# [H] nette Feierabend-Gilde gesucht auf Blackrock oder anderswo...



## Lumianara (19. August 2015)

Liebe Buffed-Community,

 

mein Mann, ein mächtiger Magier (*hüstel* ;-) ) und ich (ein flauschiger fedriger Teilzeitbaum) wurden am 12.02.2005 auf dem Server Khaz'goroth geboren.

Die ersten Jahre kämpften wir für die Allianz, bis wir kurz vor der großen Reise nach Pandaria mit unserer damaligen Gilde die Seite zur Horde wechselten und nach Blackrock umzogen.

 

Unsere Gilde hat sich vor einem guten Jahr aufgelöst. Leider hatten wir schon vorher nicht mehr wirklich das Gefühl dazu zu gehören, da wir auch schon damals keine Raider mehr waren.

 

Wir sind berufstätig und sind sonst im auch Privatleben recht eingespannt, was dazu führt dass wir mal mehr und mal weniger online sind.

 

Wir würden mit unserer Gilde gerne:

 

...Spaß und eine Gemeinschaft ohne Zwang zum raiden haben

...gemeinsam in Ruhe in Inis gehen (ohne dass jeder schon vorher Top equipt, mit Taktikkenntnissen ausgestattet ist und wild durchgerusht wird)

...Questen

...(alte) Erfolge machen

...Wir spielen auch PVP und alles andere was Spaß macht.

• **Vorgegebenes Material**:

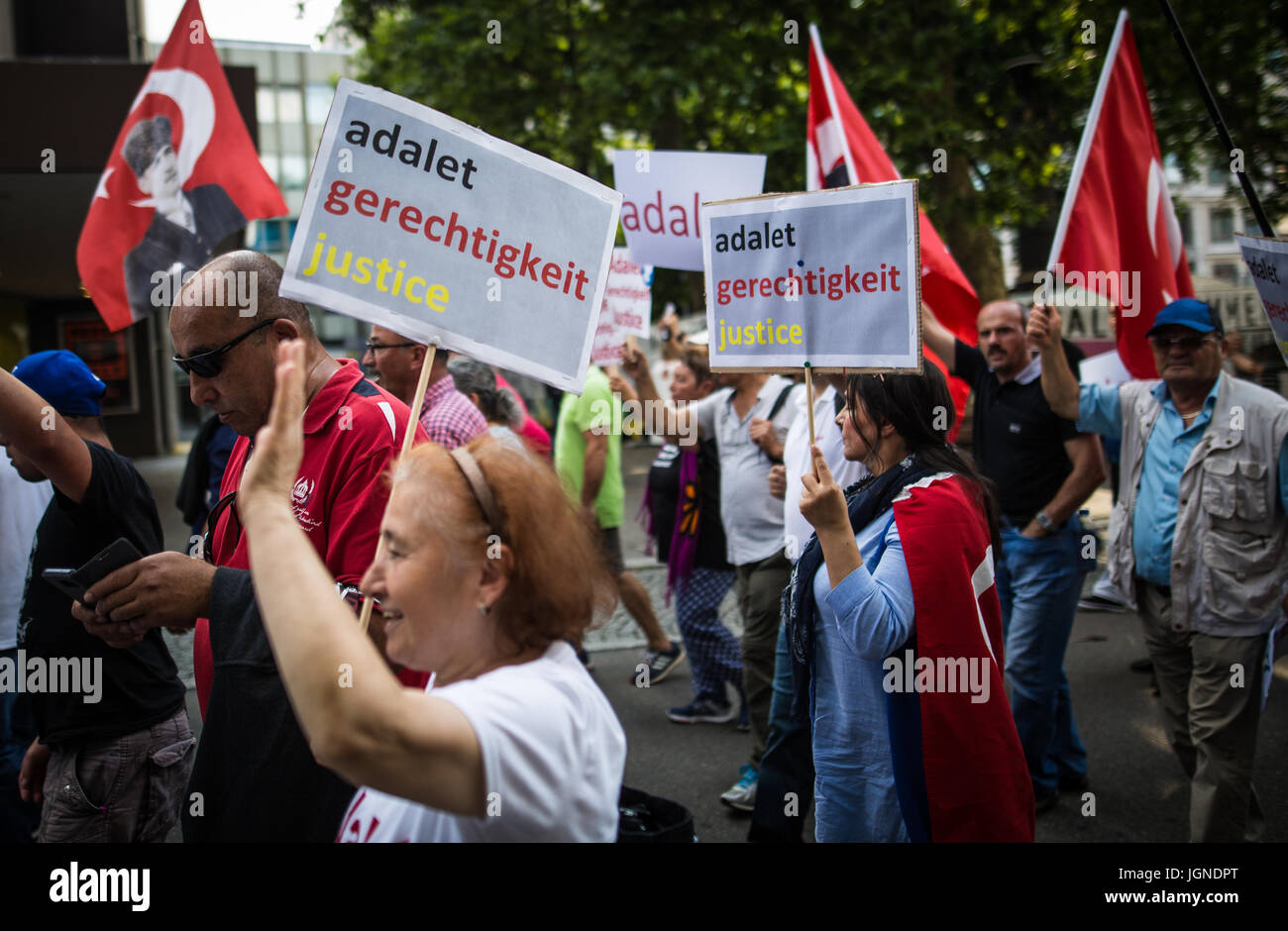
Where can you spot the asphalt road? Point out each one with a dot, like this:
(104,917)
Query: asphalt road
(1138,790)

• **Deine Aufgabe**: Schreibe den Abschnitt aus dem Forenbeitrag zur Gildensuche erneut auf, beginnend bei „Unsere Gilde hat“ und endend bei „weniger online sind.“. Ändere dabei „Raider“ in „Stammspieler“.

• **Lösung der Aufgabe**:
Unsere Gilde hat sich vor einem guten Jahr aufgelöst. Leider hatten wir schon vorher nicht mehr wirklich das Gefühl dazu zu gehören, da wir auch schon damals keine Stammspieler mehr waren.

 

Wir sind berufstätig und sind sonst im auch Privatleben recht eingespannt, was dazu führt dass wir mal mehr und mal weniger online sind.